Innovation

In a Victory for the Free Market, FDA Approves New Schizophrenia Drug

Despite billions of taxpayer dollars spent on mental illness research, Cobenfy was developed by a private biopharmaceutical company.

|

The U.S. Food and Drug Administration (FDA) approved a novel antipsychotic schizophrenia drug late Thursday, marking the first new treatment in decades for the mental health condition that affects 1.8 percent of the U.S. adult population. 

It is a major victory for market-driven medication development. Chris Boerner, board chair and chief executive officer at Bristol Myers Squibb (BMS)—the biopharmaceutical company that created the drug—called the FDA decision a "landmark approval" and "one that has the potential to change the treatment paradigm." 

Up until now, antipsychotic drugs, which address symptoms like hallucinations and delusions, worked by blocking access to dopamine receptors, according to The New York Times. This mechanism, however, contributed to common side effects like weight gain, social withdrawal, cognitive impairment, and lack of motivation.

------------------------------------------------------------------------

PROBLEMS TO SOLVE
• a. In the article on the FDA's approval of the new schizophrenia drug, what share of the U.S. adult population does schizophrenia affect?
• b. Pull out everything from "Despite billions of" down to "U.S. adult population." in the schizophrenia drug article, word for word.
• c. Extend the article about the FDA's approval of the new schizophrenia drug, picking up right after its last sentence.

------------------------------------------------------------------------

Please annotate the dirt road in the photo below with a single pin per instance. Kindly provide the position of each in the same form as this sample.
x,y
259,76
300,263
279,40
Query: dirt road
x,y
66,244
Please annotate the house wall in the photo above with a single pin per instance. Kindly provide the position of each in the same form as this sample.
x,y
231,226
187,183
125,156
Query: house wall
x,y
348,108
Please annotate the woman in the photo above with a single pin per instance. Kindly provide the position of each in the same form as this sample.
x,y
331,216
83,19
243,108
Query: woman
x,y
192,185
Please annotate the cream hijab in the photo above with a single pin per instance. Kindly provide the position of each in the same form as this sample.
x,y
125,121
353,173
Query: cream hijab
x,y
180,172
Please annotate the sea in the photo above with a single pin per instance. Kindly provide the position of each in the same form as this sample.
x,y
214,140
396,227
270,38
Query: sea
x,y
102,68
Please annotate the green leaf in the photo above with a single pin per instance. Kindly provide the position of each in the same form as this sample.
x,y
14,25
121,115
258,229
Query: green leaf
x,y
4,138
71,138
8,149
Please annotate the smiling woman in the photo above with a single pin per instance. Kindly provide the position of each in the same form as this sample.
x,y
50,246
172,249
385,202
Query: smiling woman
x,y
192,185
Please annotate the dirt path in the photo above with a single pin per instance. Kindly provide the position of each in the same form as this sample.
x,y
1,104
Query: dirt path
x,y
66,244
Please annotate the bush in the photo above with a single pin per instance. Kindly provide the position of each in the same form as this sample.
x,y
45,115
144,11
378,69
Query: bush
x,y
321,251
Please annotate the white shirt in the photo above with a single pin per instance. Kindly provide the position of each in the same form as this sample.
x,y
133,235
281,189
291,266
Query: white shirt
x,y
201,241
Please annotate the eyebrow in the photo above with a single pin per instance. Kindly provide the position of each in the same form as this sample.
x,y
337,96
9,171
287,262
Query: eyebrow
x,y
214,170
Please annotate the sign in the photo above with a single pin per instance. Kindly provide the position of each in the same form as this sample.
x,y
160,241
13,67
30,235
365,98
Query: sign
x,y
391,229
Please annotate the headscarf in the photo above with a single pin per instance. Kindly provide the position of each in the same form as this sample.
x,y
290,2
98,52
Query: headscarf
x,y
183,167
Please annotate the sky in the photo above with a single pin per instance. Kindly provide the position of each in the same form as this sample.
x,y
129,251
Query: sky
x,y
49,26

------------------------------------------------------------------------

ANSWERS TO THE EXERCISE
• a. 1.8 percent

• b.
Despite billions of taxpayer dollars spent on mental illness research, Cobenfy was developed by a private biopharmaceutical company.

|

The U.S. Food and Drug Administration (FDA) approved a novel antipsychotic schizophrenia drug late Thursday, marking the first new treatment in decades for the mental health condition that affects 1.8 percent of the U.S. adult population.

• c.
Cobenfy, the newly approved drug, indirectly influences dopamine levels. Unlike the standard approach of targeting dopamine receptors used by other schizophrenia drugs, Cobenfy targets the cholinergic receptors. The hope is that the new medication can provide similar effects on hallucinations and delusions as the current drugs on the market, while reducing side effects.

Gordon Lavigne, CEO of the nonprofit advocacy organization Schizophrenia and Psychosis Action Alliance, told Reason that the personal-social effects of Cobenfy "would be difficult to measure," but that "you can reasonably assume that someone is going to have more of an ability to engage in daily life, be social, and be part of the fabric of [their] family."

The cost of the Cobenfy is set to be in line with most other antipsychotic medications on the market. Adam Lenkowsky, chief commercialization officer for BMS, told the Times that its wholesale cost would be $1,850 a month.

This marks yet another free market win in the healthcare space over government-funded research. Since 2002, the National Institute of Mental Health (NIMH) has allocated more than $20 billion to the research of the neuroscience and genetics of diseases like schizophrenia. Yet little benefit has actually come to patients—even by the admission of the person who oversaw the explosion in funding. "I should have been able to help us bend the curves for death and disability," said Thomas Insel, who led the NIMH for 13 years. "But I didn't."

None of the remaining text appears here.